## Your objective
Line by line, set down the records exactly as they appear below.

(Beginning of Extracted data)

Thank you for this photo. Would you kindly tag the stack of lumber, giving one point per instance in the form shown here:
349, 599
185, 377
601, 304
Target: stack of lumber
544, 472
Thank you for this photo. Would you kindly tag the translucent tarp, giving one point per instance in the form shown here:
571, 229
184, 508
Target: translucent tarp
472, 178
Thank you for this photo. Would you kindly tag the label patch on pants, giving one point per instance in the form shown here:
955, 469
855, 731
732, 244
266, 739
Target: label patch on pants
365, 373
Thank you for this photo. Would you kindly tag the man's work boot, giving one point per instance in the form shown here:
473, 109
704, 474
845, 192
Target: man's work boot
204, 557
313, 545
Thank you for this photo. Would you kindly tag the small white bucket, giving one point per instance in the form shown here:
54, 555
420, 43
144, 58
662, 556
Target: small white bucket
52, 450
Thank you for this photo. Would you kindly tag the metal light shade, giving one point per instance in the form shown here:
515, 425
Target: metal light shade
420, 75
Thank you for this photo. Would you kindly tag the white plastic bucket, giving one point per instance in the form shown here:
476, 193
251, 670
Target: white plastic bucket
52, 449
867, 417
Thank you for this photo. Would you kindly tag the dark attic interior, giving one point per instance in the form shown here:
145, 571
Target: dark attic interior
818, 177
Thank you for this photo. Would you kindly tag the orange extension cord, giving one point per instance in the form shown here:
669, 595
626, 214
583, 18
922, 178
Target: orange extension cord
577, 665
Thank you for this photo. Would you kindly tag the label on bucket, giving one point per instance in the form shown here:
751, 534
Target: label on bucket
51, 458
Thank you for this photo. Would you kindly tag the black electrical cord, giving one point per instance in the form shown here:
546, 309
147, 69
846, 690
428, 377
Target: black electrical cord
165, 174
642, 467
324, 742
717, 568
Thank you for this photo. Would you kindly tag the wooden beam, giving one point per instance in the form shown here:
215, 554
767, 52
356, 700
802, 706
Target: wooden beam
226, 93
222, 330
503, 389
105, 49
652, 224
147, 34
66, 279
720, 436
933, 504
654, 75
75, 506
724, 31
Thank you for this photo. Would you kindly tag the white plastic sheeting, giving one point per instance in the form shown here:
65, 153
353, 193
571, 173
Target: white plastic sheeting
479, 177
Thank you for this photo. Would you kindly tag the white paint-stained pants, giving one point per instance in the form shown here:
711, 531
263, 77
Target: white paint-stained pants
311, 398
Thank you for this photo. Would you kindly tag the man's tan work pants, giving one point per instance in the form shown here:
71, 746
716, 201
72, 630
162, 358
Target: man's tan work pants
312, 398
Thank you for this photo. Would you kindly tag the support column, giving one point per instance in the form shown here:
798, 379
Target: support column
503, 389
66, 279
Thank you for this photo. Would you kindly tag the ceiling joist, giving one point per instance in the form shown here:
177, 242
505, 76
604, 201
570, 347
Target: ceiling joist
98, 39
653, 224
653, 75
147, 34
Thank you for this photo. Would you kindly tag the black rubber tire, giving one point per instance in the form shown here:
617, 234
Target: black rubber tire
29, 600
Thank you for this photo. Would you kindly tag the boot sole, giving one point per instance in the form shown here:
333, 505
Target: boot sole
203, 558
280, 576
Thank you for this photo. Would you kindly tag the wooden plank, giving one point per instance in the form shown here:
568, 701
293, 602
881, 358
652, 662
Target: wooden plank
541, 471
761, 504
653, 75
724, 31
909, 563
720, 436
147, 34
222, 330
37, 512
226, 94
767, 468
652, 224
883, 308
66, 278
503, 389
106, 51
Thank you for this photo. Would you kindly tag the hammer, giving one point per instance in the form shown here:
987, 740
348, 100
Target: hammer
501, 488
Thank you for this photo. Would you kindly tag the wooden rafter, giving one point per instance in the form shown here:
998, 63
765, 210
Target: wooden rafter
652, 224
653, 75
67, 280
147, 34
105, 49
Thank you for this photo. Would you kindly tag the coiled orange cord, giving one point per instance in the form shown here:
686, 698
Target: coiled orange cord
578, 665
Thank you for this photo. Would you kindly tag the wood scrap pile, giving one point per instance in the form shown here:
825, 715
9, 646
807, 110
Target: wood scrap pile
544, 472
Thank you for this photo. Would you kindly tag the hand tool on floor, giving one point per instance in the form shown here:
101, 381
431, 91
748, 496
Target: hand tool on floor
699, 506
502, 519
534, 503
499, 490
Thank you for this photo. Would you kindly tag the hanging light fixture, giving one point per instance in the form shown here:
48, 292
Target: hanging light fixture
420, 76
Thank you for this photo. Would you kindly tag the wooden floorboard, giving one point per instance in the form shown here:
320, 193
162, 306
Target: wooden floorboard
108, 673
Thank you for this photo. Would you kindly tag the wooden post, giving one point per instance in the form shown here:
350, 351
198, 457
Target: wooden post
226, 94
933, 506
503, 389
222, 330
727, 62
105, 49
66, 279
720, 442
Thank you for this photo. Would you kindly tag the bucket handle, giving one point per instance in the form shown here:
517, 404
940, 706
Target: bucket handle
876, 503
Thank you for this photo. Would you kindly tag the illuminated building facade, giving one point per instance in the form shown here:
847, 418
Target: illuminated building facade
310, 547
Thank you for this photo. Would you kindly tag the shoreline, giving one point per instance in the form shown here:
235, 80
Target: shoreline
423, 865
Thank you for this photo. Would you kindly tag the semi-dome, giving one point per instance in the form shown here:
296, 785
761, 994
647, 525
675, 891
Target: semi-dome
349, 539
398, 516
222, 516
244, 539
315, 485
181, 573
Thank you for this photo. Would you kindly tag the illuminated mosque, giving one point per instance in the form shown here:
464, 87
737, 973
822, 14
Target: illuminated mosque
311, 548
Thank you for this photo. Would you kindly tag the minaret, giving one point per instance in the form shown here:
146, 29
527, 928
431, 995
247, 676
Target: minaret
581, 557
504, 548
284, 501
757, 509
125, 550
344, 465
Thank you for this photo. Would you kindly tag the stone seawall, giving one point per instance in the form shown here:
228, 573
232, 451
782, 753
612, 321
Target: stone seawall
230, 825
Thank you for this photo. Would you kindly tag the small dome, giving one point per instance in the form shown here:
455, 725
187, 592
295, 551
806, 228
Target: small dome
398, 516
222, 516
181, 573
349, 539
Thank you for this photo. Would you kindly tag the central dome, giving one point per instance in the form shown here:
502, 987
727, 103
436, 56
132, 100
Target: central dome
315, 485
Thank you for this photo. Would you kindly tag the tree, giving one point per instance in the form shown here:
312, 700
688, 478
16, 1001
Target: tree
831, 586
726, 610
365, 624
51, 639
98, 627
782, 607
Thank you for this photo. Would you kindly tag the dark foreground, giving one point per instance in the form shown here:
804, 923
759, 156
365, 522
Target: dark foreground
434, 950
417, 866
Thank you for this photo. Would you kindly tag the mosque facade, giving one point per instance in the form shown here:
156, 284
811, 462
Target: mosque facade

(End of Extracted data)

## Solution for this task
Thank you for this photo. Would you kindly tag the stack of lumber, giving one point per instance in the form shown here:
349, 599
185, 377
601, 304
Target: stack of lumber
544, 472
Thank you for this photo. Would you kindly tag the translucent tarp, giving one point per instance in the form shown here:
571, 229
184, 508
Target: translucent tarp
472, 178
Thank you for this photo. Would you kindly tag the label patch on pants, giving one point per instance in the form shown here:
955, 469
855, 731
732, 244
266, 739
Target: label patch on pants
365, 373
Thank you for this photo. Would you kindly tag the man's work boot, giving one point per instance in the form shown here:
473, 109
704, 474
845, 192
Target: man's work boot
204, 557
313, 545
Thank you for this photo. Would you kindly tag the small white bucket, giving one point per instance in the form shown here:
54, 555
420, 43
144, 58
662, 556
Target: small white bucket
52, 450
Thank you for this photo. Would you kindly tag the metal light shade, giving one point per instance in the form shown here:
515, 425
Target: metal light shade
420, 75
Thank you for this photo. Would you kindly tag the white plastic bucket, giving one point per instance in the form shown here:
476, 193
251, 670
Target: white plastic bucket
52, 449
867, 417
Thank you for this photo. Would you kindly tag the dark attic interior, giving one point per instance in the form shown here:
145, 571
Target: dark attic interior
818, 177
Thank you for this photo. Would you kindly tag the orange extension cord, giving one point per instance in the form shown here:
669, 595
626, 214
583, 18
922, 178
Target: orange extension cord
577, 665
Thank you for this photo. Would you kindly tag the label on bucket, giving one point per instance in the form shown here:
751, 534
Target: label on bucket
51, 458
Thank you for this photo. Would you kindly tag the black electrical cord, giving one point per instance in the form shown here:
546, 309
147, 69
846, 690
428, 377
Target: black electrical cord
165, 174
642, 467
324, 742
717, 568
Thank you for this photo. Would you kindly tag the wooden beam, giving one point per instance in the form shown here:
215, 554
767, 52
356, 700
802, 706
Target: wooden beam
226, 93
222, 330
503, 389
105, 49
652, 224
147, 34
66, 279
720, 436
933, 504
654, 75
75, 506
724, 31
Thank you for this photo. Would you kindly tag the white plastic sheeting, giving one point per instance in the form shown here:
65, 153
353, 193
571, 173
Target: white plastic sheeting
479, 177
Thank you for this photo. Would you kindly tag the white paint-stained pants, giving one point per instance in the form shown here:
711, 531
263, 77
Target: white paint-stained pants
311, 398
Thank you for this photo. Would you kindly tag the man's tan work pants, giving one point per instance in the form shown here:
71, 746
716, 201
72, 630
162, 358
Target: man's tan work pants
312, 398
Thank you for this photo. Would you kindly tag the support column, giving one point per instance in the form shown here:
798, 379
Target: support column
503, 389
66, 279
Thank you for this photo. Would you kindly tag the ceiling joist, giving one point per instance in the form shown here:
177, 242
505, 76
604, 201
570, 347
Target: ceiling joist
98, 39
653, 224
653, 75
147, 34
Thank you for this photo. Would you kindly tag the black rubber tire, giving one point per instance in the form shown here:
617, 234
Target: black rubber tire
29, 600
Thank you for this photo. Would you kindly tag the boot sole, giving one point per instance in the form shown here:
333, 505
Target: boot sole
203, 558
280, 576
Thank you for this photo. Would you kindly tag the wooden plank, giving one point per instance in the form shown here:
568, 701
293, 602
881, 358
652, 662
Target: wooden plank
541, 471
761, 504
653, 75
724, 31
909, 563
720, 436
147, 34
222, 330
37, 512
226, 94
767, 468
652, 224
883, 308
66, 278
503, 389
106, 51
Thank you for this photo. Would you kindly tag the hammer, giving one point per instance in the form shown here:
987, 740
348, 100
Target: hammer
501, 488
Thank you for this photo. Would you kindly tag the wooden rafter, giving one point per instance in the form shown here:
998, 63
765, 210
Target: wooden rafter
652, 224
653, 75
67, 280
147, 34
105, 49
Thank you for this photo. Would you kindly tag the coiled orange cord, giving one point per instance in the form shown here:
686, 698
Target: coiled orange cord
578, 665
Thank you for this photo. Would you kindly tag the wood scrap pile, giving one point per instance in the form shown here:
825, 715
9, 646
807, 110
Target: wood scrap pile
544, 472
Thank you for this photo. Would you kindly tag the hand tool on floor, giving one point per instance in the form shown here:
101, 381
431, 91
748, 496
Target: hand tool on floor
699, 506
502, 519
534, 503
499, 490
Thank you for this photo. Would you kindly tag the hanging light fixture, giving one point per instance in the form shown here:
48, 292
Target: hanging light fixture
420, 76
Thank you for this photo. Would you kindly tag the wooden floorboard, giving one point per instance in the form shown here:
320, 193
162, 306
Target: wooden floorboard
108, 673
Thank you for this photo. Would you kindly tag the wooden post, giving one point per instance in the form shown here:
350, 351
198, 457
Target: wooden post
226, 94
933, 506
503, 389
222, 330
727, 62
105, 49
66, 279
720, 442
Thank you for this photo. Would you kindly tag the bucket handle, giving one point per instance in the form shown here:
517, 404
940, 706
Target: bucket handle
876, 503
Thank you for this photo. Would you kindly tag the illuminated building facade, giving one point per instance in the form shown here:
847, 418
Target: illuminated building facade
310, 547
Thank you for this photo. Would you kindly tag the shoreline, giving one point per instance in the form shown here:
235, 80
Target: shoreline
423, 865
Thank you for this photo. Would you kindly tag the semi-dome, giving one point per instance in the form shown here:
296, 785
761, 994
647, 525
675, 891
Target: semi-dome
349, 539
398, 516
222, 516
244, 539
315, 485
181, 573
Thank you for this photo. Would you kindly tag the illuminated mosque, giving one point per instance in the form shown here:
464, 87
737, 973
822, 14
Target: illuminated mosque
311, 548
Thank you for this photo. Would you kindly tag the minaret, giving one point per instance in the form shown here:
146, 29
527, 928
431, 995
247, 676
Target: minaret
581, 557
504, 548
284, 501
757, 509
125, 550
344, 465
Thank you for this photo. Would you kindly tag the stone seawall, giving one point per instance in the form shown here:
228, 573
232, 451
782, 753
612, 321
Target: stone seawall
230, 825
Thank you for this photo. Would you kindly tag the small dome, giving one point per instance in the form shown here:
455, 725
187, 592
295, 551
806, 228
Target: small dome
398, 516
222, 516
181, 573
349, 539
Thank you for this photo. Would you kindly tag the central dome, giving one point per instance in the form shown here:
502, 987
727, 103
436, 56
132, 100
Target: central dome
315, 485
Thank you for this photo. Would you kindly tag the tree, giving one point per instance in the form shown here:
312, 700
688, 478
16, 1001
Target: tree
831, 586
726, 610
365, 624
51, 639
98, 627
782, 607
Thank you for this photo. Would you kindly tag the dark foreground, giving one point per instance in the form shown here:
804, 923
759, 156
365, 522
Target: dark foreground
434, 950
417, 866
Thank you for this photo. Would you kindly tag the mosque facade, giving one point per instance in the form shown here:
156, 284
811, 462
Target: mosque facade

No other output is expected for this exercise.